What is being asked
Could you turn every line of the entries below into a numbered list, skipping any blank lines and leaving out the pictures?

****************

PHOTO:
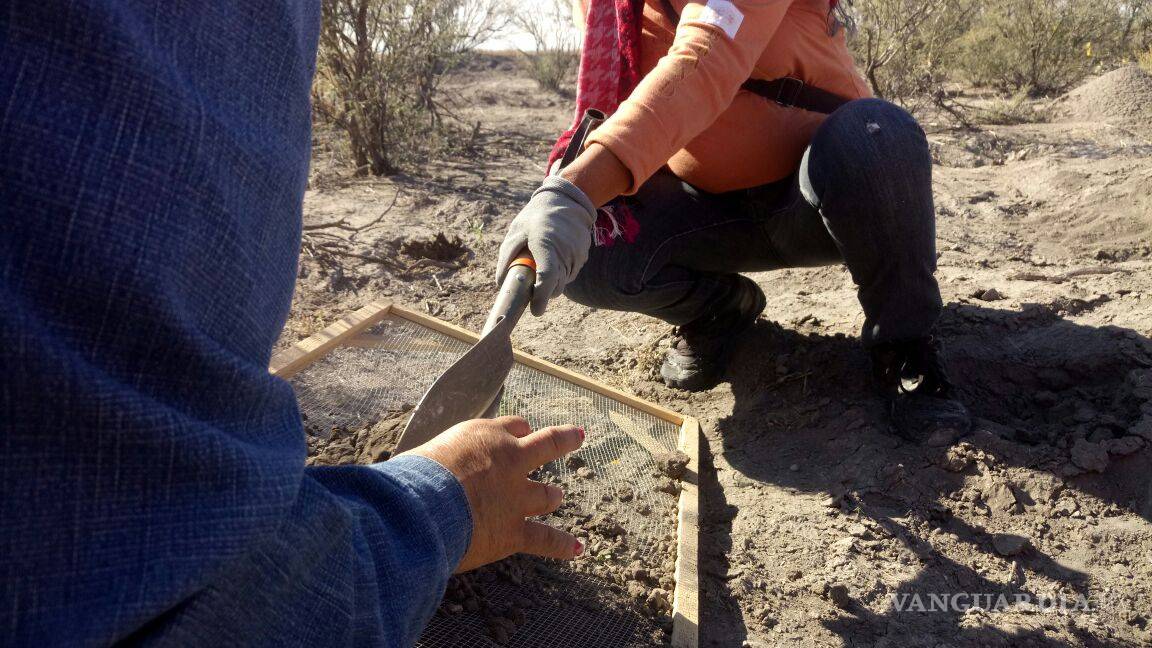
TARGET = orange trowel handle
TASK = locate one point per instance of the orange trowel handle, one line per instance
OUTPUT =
(515, 292)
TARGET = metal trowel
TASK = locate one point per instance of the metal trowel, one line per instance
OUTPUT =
(474, 385)
(471, 387)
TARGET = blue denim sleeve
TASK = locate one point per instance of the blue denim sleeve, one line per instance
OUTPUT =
(153, 158)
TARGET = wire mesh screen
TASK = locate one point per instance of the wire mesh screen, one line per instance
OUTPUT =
(356, 399)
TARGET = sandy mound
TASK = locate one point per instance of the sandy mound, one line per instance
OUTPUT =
(1122, 95)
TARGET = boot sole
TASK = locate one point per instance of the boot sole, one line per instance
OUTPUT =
(702, 381)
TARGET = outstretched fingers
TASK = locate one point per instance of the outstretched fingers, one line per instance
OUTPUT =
(542, 540)
(548, 444)
(542, 498)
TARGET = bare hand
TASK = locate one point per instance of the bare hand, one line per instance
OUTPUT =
(492, 459)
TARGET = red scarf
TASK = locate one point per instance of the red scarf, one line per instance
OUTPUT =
(609, 60)
(608, 73)
(608, 63)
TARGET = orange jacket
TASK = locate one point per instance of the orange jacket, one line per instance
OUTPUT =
(689, 111)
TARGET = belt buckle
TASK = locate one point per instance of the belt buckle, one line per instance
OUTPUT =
(795, 83)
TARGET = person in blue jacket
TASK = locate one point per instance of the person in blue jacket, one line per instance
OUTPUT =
(153, 158)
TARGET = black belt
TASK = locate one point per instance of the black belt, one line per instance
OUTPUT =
(794, 92)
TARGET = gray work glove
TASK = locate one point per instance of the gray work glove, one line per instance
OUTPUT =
(556, 227)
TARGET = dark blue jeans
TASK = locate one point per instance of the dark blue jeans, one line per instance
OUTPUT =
(862, 196)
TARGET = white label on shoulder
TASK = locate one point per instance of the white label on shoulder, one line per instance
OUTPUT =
(722, 14)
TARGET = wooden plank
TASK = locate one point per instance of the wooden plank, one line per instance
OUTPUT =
(686, 605)
(535, 362)
(289, 362)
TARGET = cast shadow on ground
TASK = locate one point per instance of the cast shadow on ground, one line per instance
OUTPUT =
(1033, 382)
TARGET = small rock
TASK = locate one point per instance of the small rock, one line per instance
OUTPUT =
(1000, 497)
(667, 486)
(1008, 544)
(1065, 507)
(657, 601)
(955, 460)
(991, 294)
(606, 526)
(838, 593)
(1090, 456)
(672, 464)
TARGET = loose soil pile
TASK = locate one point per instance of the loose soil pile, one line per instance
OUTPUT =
(615, 587)
(1120, 96)
(817, 521)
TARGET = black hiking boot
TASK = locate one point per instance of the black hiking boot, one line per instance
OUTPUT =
(699, 349)
(922, 405)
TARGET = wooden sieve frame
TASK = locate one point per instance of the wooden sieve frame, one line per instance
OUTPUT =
(686, 597)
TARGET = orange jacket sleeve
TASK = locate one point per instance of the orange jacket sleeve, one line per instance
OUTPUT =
(717, 45)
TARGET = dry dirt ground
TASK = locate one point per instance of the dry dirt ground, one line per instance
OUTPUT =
(819, 527)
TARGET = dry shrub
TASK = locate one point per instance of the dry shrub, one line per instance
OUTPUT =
(379, 69)
(904, 47)
(1047, 45)
(550, 23)
(1017, 108)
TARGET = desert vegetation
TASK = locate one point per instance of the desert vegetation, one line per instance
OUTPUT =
(383, 61)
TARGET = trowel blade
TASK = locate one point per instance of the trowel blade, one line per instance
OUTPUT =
(465, 391)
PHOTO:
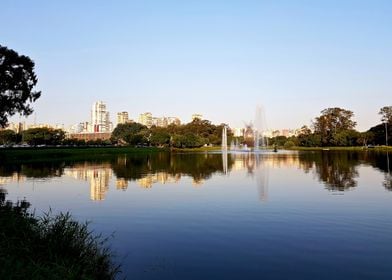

****************

Result for this exercise
1. PHOTO:
2. TARGET = orange trowel handle
3. TASK = locate one point per instance of the orange trowel handle, one line per instance
4. OUTPUT =
5. (515, 292)
6. TARGET = metal trowel
7. TASK = locate one point per instance of the metal trowel, one line per instance
8. OUTPUT =
9. (474, 385)
10. (471, 387)
11. TARGET = blue denim sleeve
12. TASK = locate one point per instance of the blue denim sleeve, one line per instance
13. OUTPUT =
14. (153, 158)
15. TARGET = wire mesh screen
16. TASK = locate one point per instance of the wire mesh screen, one line per instance
17. OUTPUT =
18. (356, 399)
19. TARGET = sandy mound
20. TASK = locate one point per instance of the sandy mound, one line per instance
21. OUTPUT =
22. (1122, 95)
23. TARGET = boot sole
24. TASK = locate one point per instance of the boot sole, one line per instance
25. OUTPUT =
26. (702, 381)
27. TARGET = outstretched fingers
28. TASK = locate one point per instance of the outstretched fingers, one line per instance
29. OUTPUT =
30. (542, 540)
31. (548, 444)
32. (542, 498)
33. TARGET = bare hand
34. TASK = locate one point per instance of the bare hand, one line per instance
35. OUTPUT =
36. (492, 459)
37. TARGET = red scarf
38. TASK = locate one point per instance of the red scarf, one line per instance
39. OUTPUT =
40. (609, 60)
41. (608, 73)
42. (608, 63)
43. TARGET = orange jacket
44. TASK = locate one point per instance of the orange jacket, one line per instance
45. OUTPUT =
46. (689, 111)
47. TARGET = belt buckle
48. TASK = locate one point per instance of the belt buckle, one line per instance
49. OUTPUT =
50. (795, 83)
51. TARGET = person in blue jacket
52. TASK = locate one point per instance of the person in blue jacket, one line per instance
53. OUTPUT =
54. (153, 158)
55. TARGET = black belt
56. TASK = locate one point per instance of the black belt, one line per instance
57. OUTPUT =
58. (794, 92)
59. TARGET = gray work glove
60. TASK = locate one point per instance of the gray work glove, one line per instance
61. OUTPUT =
62. (556, 227)
63. TARGET = dark blue jeans
64. TASK = locate one point per instance of the dark blue jeans, one line per instance
65. OUTPUT =
66. (862, 196)
67. TARGET = white label on shoulder
68. TASK = locate one point per instance of the white label on shoulder, one line per instance
69. OUTPUT =
70. (722, 14)
71. TARGET = wooden plank
72. TASK = locate one point per instance of the wooden plank, one line per instance
73. OUTPUT =
74. (686, 605)
75. (535, 362)
76. (289, 362)
77. TARGET = cast shadow on ground
78. TASK = locate one point per instance of the cast shadow on ground, one line per instance
79. OUTPUT =
80. (1033, 382)
81. TARGET = small rock
82. TASK = locate one point per instance of the small rock, one line per instance
83. OUTPUT =
84. (1000, 497)
85. (667, 486)
86. (1008, 544)
87. (1065, 507)
88. (657, 601)
89. (955, 460)
90. (991, 294)
91. (606, 526)
92. (838, 593)
93. (1090, 456)
94. (672, 464)
95. TARGET = loose soil pile
96. TASK = locate one point per instance of the loose soil pile, one line per instance
97. OUTPUT =
98. (615, 587)
99. (1120, 96)
100. (817, 521)
101. TARGET = black hiking boot
102. TASK = locate one point per instance of the black hiking boot, one line per instance
103. OUTPUT =
104. (699, 349)
105. (922, 405)
106. TARGET = wooden sieve frame
107. TASK = locate one point per instance of the wooden sieve frame, one line per instance
108. OUTPUT =
109. (686, 597)
110. TARGET = orange jacket sleeve
111. TASK = locate one point per instance of the orange jacket sleeve, one line per instance
112. OUTPUT =
113. (717, 45)
114. TARGET = dry dirt ground
115. TASK = locate one point per instance of the dry dirt ground, one line per instance
116. OUTPUT =
117. (819, 527)
118. TARGET = dry shrub
119. TASK = locate one point per instance of the dry shrub, one line per instance
120. OUTPUT =
121. (379, 69)
122. (904, 47)
123. (1047, 45)
124. (550, 23)
125. (1017, 108)
126. TARGET = desert vegetation
127. TASK = locate one point per instance of the desert vegetation, one line per instance
128. OUTPUT =
129. (383, 61)
130. TARGET = trowel blade
131. TASK = locate one point per instance of the trowel blade, one line per instance
132. OUTPUT =
133. (465, 391)
134. PHOTO:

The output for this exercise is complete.